▸ What you will do: Could you give every one of these rows again with "thickest part" swapped for "widest part", keeping all other wording the same and leaving the pictures out?

▸ Given data:
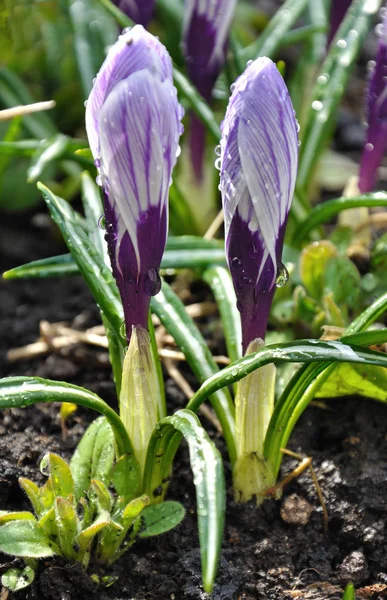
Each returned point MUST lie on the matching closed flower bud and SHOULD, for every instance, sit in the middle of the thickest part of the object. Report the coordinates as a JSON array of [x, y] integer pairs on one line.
[[133, 125], [376, 140], [259, 155], [205, 35]]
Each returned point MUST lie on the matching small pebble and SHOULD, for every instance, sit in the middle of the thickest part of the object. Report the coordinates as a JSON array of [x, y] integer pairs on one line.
[[296, 510]]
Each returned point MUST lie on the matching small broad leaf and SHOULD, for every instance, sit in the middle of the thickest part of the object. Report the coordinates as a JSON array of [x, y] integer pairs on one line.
[[5, 516], [127, 477], [25, 538], [93, 457], [17, 579], [61, 477], [159, 518], [33, 493], [350, 379], [87, 535], [133, 509], [103, 497]]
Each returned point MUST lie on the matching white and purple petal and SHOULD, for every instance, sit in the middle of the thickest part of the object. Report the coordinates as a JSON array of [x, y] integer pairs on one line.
[[135, 50], [259, 155], [376, 139], [140, 11]]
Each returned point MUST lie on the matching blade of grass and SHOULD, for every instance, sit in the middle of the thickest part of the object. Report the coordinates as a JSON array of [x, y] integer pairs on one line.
[[17, 392], [172, 314], [329, 209], [331, 85], [206, 465]]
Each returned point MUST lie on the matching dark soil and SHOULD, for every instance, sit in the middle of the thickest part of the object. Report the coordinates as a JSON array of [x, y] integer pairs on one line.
[[276, 552]]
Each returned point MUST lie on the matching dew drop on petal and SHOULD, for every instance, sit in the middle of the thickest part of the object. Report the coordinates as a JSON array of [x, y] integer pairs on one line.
[[282, 275], [123, 330]]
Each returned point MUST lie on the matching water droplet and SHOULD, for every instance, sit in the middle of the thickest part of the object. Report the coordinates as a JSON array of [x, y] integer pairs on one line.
[[317, 105], [123, 330], [282, 275], [236, 263], [152, 282], [44, 466]]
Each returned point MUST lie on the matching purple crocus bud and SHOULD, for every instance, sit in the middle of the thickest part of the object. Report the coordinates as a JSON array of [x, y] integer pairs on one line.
[[337, 14], [259, 155], [133, 125], [376, 141], [205, 35], [140, 11]]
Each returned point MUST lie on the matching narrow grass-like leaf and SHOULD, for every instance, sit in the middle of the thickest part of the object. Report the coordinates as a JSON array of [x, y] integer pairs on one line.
[[270, 40], [331, 84], [301, 351], [25, 538], [93, 457], [206, 464], [159, 518], [14, 92], [220, 282], [94, 220], [16, 392], [327, 210], [171, 312], [96, 274]]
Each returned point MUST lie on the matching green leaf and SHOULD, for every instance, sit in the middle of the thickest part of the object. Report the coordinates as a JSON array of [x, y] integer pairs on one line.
[[272, 37], [126, 477], [349, 380], [6, 516], [104, 499], [24, 391], [96, 274], [66, 520], [302, 351], [220, 282], [33, 493], [321, 213], [206, 465], [25, 538], [52, 149], [171, 312], [18, 579], [60, 475], [159, 518], [331, 85], [93, 457]]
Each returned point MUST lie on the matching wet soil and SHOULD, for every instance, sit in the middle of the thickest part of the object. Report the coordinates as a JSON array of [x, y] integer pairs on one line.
[[276, 552]]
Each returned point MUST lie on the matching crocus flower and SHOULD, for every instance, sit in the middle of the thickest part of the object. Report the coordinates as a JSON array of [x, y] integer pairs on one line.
[[133, 125], [140, 11], [337, 14], [205, 36], [259, 155], [376, 140]]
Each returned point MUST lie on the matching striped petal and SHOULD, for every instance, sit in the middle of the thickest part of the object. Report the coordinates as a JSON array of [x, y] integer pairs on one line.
[[375, 145], [136, 49], [259, 154]]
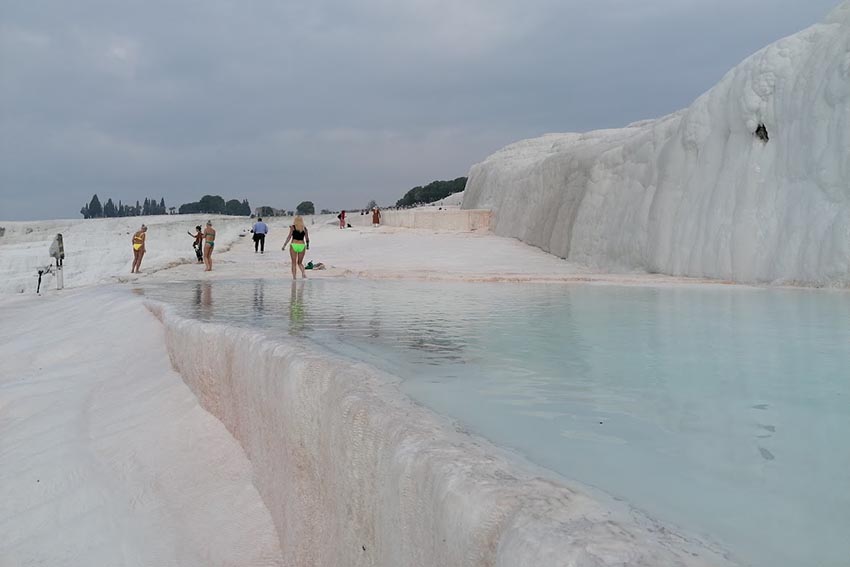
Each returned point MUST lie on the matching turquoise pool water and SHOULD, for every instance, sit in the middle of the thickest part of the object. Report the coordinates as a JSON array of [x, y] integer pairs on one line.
[[722, 409]]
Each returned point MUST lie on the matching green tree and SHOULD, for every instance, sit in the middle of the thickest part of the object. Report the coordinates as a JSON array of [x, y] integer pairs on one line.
[[305, 208], [212, 204], [434, 191]]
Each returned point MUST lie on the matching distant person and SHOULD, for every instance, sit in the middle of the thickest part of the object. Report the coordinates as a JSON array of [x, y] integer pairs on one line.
[[198, 245], [209, 235], [138, 249], [260, 231], [300, 244]]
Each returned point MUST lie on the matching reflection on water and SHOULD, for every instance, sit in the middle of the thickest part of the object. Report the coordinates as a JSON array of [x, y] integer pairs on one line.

▸ Result below:
Each returned point MUST lie on the matching closed flower bud and SHOULD, for every instance, sit in the middle of the widest part of the object. Report the coordinates as a JSON array of [x, y] integer pairs on one line.
[[133, 125], [376, 140], [259, 155], [205, 35]]
Each returned point MUST lie on the matching small pebble and SHOULD, for every instance, sit in the middle of the widest part of the object. Report the coordinates as a JSON array of [x, y] integer pairs on one line.
[[296, 510]]
Each returned point MUST lie on the matching small broad leaf and SHOULD, for every instance, sit in the middle of the widest part of the object. Report the coordinates as a JSON array of [x, y] integer pairs on one line.
[[5, 516], [127, 477], [25, 538], [93, 457], [17, 579], [61, 477], [159, 518], [33, 493], [350, 379], [87, 535], [133, 509], [103, 497]]
Each returned point MUST lie on the matching white and purple petal and SHOULD, for every instance, sit in the middle of the widest part of the object. Report the coordinates as a JSON array of [x, y] integer pairs on one line.
[[135, 50], [259, 155], [376, 139], [140, 11]]
Each returned point MUST lie on the matching blade of grass and SHOULD, for every instance, sit in the middle of the widest part of the object. Report the coordinates as a JSON array of [x, y] integer pairs on one line.
[[17, 392], [172, 314], [329, 209], [331, 85], [206, 465]]
Each returned point MUST lie on the matching dark soil and SHOULD, for every instance, sit in the middle of the widest part of the object. Report the coordinates as a JSON array of [x, y] integer pairs on one line.
[[276, 552]]
Each returned point MUST lie on the matching dew drop on petal and SHOULD, for every instance, sit in the middle of the widest part of the object. Report the coordinates as a JSON array of [x, y] integer pairs on one line.
[[282, 275], [123, 330]]
Each returned point MUST lie on the matching water droplet and SHOULD, for every instance, sit in the middle of the widest part of the object. Report the coordinates as a JSON array of [x, y] integer pairs on one line.
[[317, 105], [123, 330], [282, 275], [236, 263], [152, 282], [44, 466]]
Each returned point MUST lie on the matching purple crocus bud and SHOULD, for every instance, sit in the middle of the widest part of the object. Report the coordinates as a JSON array of [x, y] integer pairs on one line.
[[337, 14], [259, 155], [133, 125], [376, 141], [205, 35], [140, 11]]
Each returned point MUST lie on the matching narrow grass-like leaf and SHOULD, for every instance, sit in the middle of the widest part of the object. Report the coordinates as a JSON array of [x, y] integer pairs on one line.
[[270, 40], [331, 84], [301, 351], [25, 538], [93, 457], [206, 464], [159, 518], [14, 92], [220, 282], [94, 220], [16, 392], [327, 210], [171, 312], [96, 274]]
Each returned point MUST lie on the matching green leaf and SHOULD, for every instance, sit in the middle of the widest part of the object. Report the coordinates as a JSON array of [x, y] integer pairs on one line.
[[272, 37], [126, 477], [349, 380], [6, 516], [104, 499], [24, 391], [96, 274], [66, 520], [302, 351], [220, 282], [33, 493], [321, 213], [206, 465], [25, 538], [52, 149], [171, 312], [18, 579], [60, 475], [159, 518], [331, 85], [93, 457]]
Each returned point MUST lie on the matching wet soil and SHOULD, for every instance, sit in the middle of the widest part of the object. Report the coordinates as a JSON array of [x, y] integer pairs on one line.
[[276, 552]]
Each returned point MUST lie on the matching crocus flower and SHOULD, for every instance, sit in the middle of the widest part of the object. Report the coordinates as a JSON array of [x, y] integer pairs on one line.
[[133, 125], [140, 11], [337, 14], [205, 36], [259, 155], [376, 140]]
Each returned point MUST lie on the matching striped petal and SHOULD, for every instance, sit in the middle of the widest part of the object. Report the coordinates as a JSON array of [x, y] integer pairs on one line.
[[375, 145], [136, 49], [259, 154]]
Each returned point MUST lie on the matching turquoise pool water and SHOULD, for every instance, sit in the middle of the widest part of the object. Report the coordinates as a JSON array of [x, y] integer pairs on one line.
[[722, 409]]
Each returned point MUST lie on the matching green tree and SHOULD, for every instance, sit in the middle of the widest part of the object. Report the coordinates as a JSON array of [x, y] integer pairs on one line.
[[305, 208], [212, 204], [434, 191]]
Each returned point MUST lie on the matching distant person and SHOULD, for every instance, sit in the middle of the widest part of the object. Report the coordinates as a JSON array of [x, y] integer pairs on one line.
[[198, 245], [209, 235], [138, 249], [260, 231], [300, 244]]
Each returned point MUST lie on the matching reflection on water and SHOULD, for every instance, sit in the middle of the widest part of the object. Report the coordinates as a JSON array of [x, y] integer pairs on one line.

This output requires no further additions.